Work item:
From the text below on private markets communication, set down word for word the part that begins at "These measures are" and stops after "with long-term objectives.".

Text under study:
========================================

When delayed markdowns arrived, stakeholders who had interpreted earlier steady valuations as evidence of strength were confused. Others who both expected and recognised the lag were better positioned to assess the programme’s true performance. Both outcomes can lead to a governance failure arising from expectations not being clear at the outset.

What stakeholders should hear

Effective private markets communication shares a number of characteristics. It is proactive - framed and delivered before commitments are made, not in the event of adverse signals. It is specific - not merely “returns may be negative early,” but rather “this commitment will likely show a negative net Internal Rate of Return (IRR) in years zero–two as deployment and fees precede exits; this pattern is consistent with the strategy’s normal earning cycle.” And it reframes evaluation away from short-term mark-to-market returns to the metrics that matter in private investing.

Those metrics include:

  • Pace and quality of capital deployment relative to the fund’s target strategy and vintage expectations.
  • Operational progress in portfolio companies and key value-creation milestones.
  • Realised cash flows: distributions to paid-in capital (DPI) and distribution patterns versus expected timelines.
  • TVPI (total value to paid-in) and net IRR over appropriate horizons, with vintage-year and strategy context.
  • General Partner alignment indicators: co-investment, fee structures and follow-on reserve policies.
  • Portfolio construction signals: concentration, exposure to cyclical sectors and diversification across vintages.

These measures are harder to convey than a single trailing return, but they are the signals that indicate whether a programme is functioning as intended. Stakeholders who are equipped with a grasp of this framework are better able to tolerate short-term reporting volatility or downturns and therefore make decisions consistent with long-term objectives.

The timing and governance dimension

Timing matters. Before a commitment is imminent, committees and end-investors tend to be most open to learning rather than seeking confirmation for a decided course. Once capital is called and potentially subdued returns appear, the same explanations can be perceived as defensive. An understanding of an appropriate monitoring framework in the planning and approval phase positions fiduciaries to make disciplined allocation decisions.

========================================

Data records:

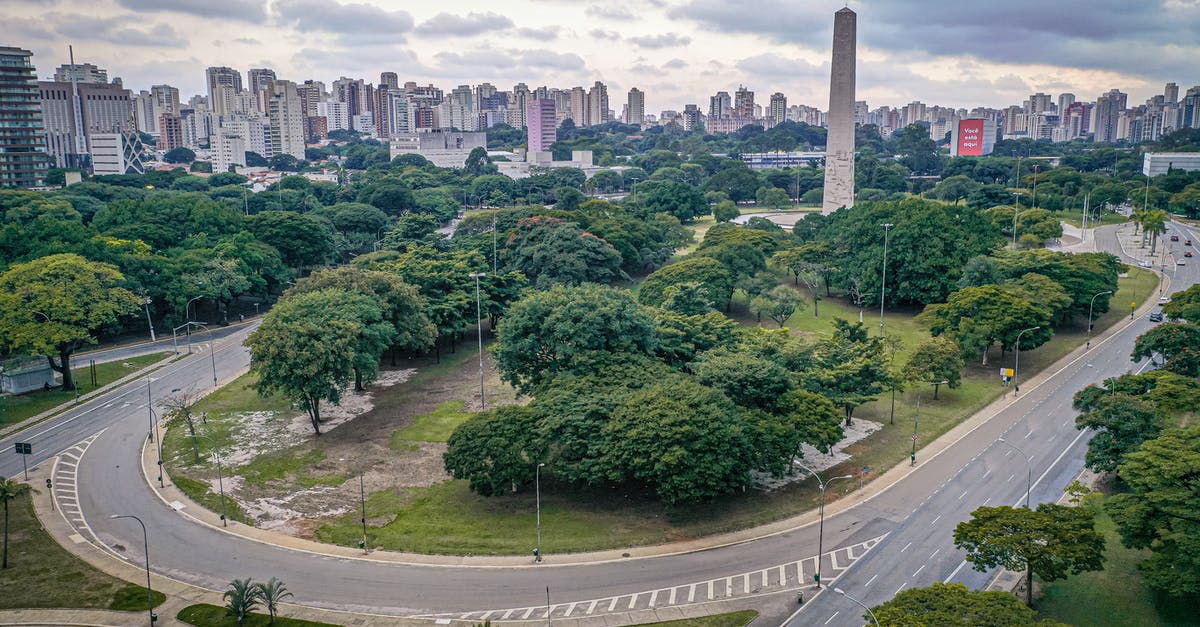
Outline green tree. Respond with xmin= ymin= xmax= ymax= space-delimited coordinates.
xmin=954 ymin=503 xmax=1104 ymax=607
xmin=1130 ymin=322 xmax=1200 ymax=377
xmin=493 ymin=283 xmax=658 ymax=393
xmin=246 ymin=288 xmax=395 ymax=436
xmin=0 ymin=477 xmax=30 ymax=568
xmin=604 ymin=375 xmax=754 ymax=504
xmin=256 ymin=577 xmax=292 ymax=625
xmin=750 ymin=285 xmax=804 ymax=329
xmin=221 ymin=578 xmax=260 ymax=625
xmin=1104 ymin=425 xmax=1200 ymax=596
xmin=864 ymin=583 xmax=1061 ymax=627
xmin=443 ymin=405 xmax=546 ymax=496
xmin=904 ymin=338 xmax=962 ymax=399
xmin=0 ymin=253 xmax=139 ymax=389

========================================

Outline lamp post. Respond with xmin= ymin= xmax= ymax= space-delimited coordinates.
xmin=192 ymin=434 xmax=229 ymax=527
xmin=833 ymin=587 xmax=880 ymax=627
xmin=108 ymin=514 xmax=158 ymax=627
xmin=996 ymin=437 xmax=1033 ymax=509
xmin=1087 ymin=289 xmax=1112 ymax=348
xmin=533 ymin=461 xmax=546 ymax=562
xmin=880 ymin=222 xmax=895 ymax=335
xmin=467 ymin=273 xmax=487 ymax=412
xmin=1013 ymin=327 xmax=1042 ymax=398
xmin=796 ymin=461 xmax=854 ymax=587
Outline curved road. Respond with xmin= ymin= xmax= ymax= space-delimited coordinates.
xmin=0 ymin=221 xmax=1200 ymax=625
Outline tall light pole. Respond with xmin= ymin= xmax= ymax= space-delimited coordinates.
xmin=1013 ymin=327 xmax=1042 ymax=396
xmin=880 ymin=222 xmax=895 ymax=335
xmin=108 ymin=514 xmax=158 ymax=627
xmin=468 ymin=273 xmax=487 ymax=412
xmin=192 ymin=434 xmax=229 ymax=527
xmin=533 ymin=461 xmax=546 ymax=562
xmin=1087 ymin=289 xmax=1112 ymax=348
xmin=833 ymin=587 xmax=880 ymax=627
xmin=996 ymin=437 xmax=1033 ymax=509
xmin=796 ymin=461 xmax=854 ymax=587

========================================

Task output:
These measures are harder to convey than a single trailing return, but they are the signals that indicate whether a programme is functioning as intended. Stakeholders who are equipped with a grasp of this framework are better able to tolerate short-term reporting volatility or downturns and therefore make decisions consistent with long-term objectives.